BEGIN
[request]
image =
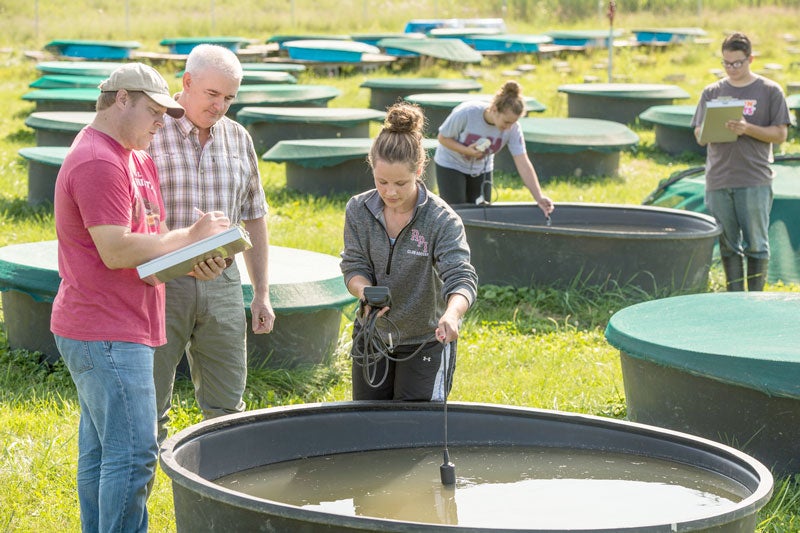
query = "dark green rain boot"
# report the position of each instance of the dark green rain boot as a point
(756, 273)
(734, 273)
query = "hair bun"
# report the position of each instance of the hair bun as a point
(404, 118)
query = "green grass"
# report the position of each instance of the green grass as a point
(540, 347)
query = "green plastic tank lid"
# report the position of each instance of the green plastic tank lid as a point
(677, 116)
(203, 40)
(447, 49)
(63, 81)
(265, 76)
(698, 32)
(576, 134)
(60, 120)
(285, 67)
(626, 90)
(329, 44)
(451, 100)
(321, 153)
(581, 34)
(514, 38)
(277, 93)
(110, 44)
(785, 186)
(750, 339)
(422, 84)
(300, 280)
(70, 94)
(48, 155)
(294, 37)
(79, 68)
(342, 116)
(463, 32)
END
*WHAT THE EXERCISE ASKS:*
Your task is to restate, word for word, each line from the one that includes "# report the position of each instance of the green grass" to the end of the records, with both ends included and nothing else.

*YOUR SOLUTION:*
# report the position of each instance of the green grass as a point
(540, 347)
query = "green plastic tank lid"
# report the position of each instance of the green plastic tank lid as a point
(677, 116)
(203, 40)
(447, 49)
(63, 81)
(265, 76)
(698, 32)
(576, 134)
(60, 120)
(285, 67)
(626, 90)
(329, 44)
(451, 100)
(321, 153)
(581, 34)
(514, 38)
(277, 93)
(110, 44)
(785, 186)
(750, 339)
(422, 84)
(300, 280)
(70, 94)
(48, 155)
(294, 37)
(79, 68)
(342, 116)
(463, 32)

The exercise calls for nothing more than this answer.